**Your task**: Show every line in the rows below that contains the string "shadow". The match is case-sensitive.

Source data
===

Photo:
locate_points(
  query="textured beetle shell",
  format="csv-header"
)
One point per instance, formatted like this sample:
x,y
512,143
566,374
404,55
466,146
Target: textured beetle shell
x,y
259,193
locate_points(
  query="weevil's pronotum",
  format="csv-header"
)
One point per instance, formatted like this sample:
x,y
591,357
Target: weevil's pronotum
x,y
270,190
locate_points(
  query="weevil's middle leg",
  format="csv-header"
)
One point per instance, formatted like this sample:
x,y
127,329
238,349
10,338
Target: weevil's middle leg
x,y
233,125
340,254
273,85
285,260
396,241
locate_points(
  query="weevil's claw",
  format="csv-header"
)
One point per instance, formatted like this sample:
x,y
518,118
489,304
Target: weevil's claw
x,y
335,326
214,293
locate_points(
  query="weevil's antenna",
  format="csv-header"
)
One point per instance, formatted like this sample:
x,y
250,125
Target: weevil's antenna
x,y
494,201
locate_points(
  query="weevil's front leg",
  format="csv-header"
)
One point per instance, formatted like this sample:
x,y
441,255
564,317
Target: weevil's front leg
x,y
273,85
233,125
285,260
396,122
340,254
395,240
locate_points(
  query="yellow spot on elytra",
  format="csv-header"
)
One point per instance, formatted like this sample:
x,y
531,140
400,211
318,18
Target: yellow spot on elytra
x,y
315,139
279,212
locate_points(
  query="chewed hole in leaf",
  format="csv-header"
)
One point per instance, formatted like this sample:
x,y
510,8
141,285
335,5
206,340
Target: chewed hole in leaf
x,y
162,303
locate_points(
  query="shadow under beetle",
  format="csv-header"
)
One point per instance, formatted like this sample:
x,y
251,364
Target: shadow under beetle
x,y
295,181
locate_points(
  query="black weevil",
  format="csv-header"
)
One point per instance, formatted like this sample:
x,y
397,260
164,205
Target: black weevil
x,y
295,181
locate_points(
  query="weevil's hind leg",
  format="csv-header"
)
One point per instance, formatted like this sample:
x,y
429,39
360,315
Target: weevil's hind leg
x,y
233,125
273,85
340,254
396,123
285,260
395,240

===

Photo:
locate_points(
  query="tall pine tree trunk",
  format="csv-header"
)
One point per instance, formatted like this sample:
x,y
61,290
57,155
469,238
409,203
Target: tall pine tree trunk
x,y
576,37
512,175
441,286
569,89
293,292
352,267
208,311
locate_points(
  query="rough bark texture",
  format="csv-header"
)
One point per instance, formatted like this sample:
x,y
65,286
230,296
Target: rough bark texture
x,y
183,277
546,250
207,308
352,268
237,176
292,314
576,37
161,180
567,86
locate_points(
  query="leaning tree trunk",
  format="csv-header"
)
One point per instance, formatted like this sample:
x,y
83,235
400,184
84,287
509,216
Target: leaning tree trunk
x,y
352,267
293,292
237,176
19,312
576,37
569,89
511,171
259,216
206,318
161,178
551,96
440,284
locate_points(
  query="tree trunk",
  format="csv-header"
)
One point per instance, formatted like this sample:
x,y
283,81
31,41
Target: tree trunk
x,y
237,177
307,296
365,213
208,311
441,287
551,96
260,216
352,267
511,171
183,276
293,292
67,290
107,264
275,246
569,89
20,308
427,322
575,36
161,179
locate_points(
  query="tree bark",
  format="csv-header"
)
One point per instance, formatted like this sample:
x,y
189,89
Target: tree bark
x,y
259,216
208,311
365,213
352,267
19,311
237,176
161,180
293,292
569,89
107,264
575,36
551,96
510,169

===

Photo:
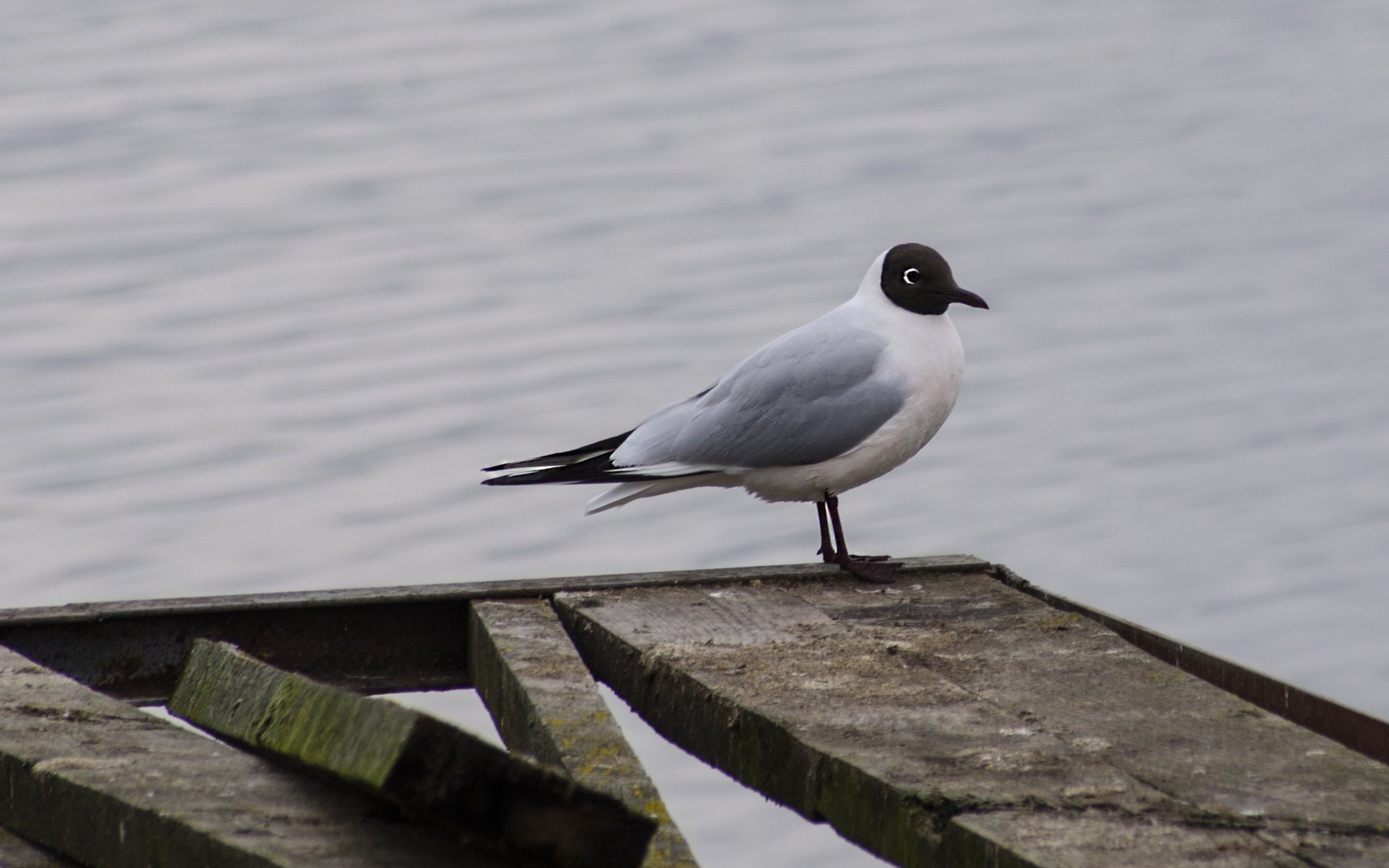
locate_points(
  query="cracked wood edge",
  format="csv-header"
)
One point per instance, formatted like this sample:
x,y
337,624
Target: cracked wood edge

===

**Task response**:
  query="shadow under beetle",
Target: shadow under beetle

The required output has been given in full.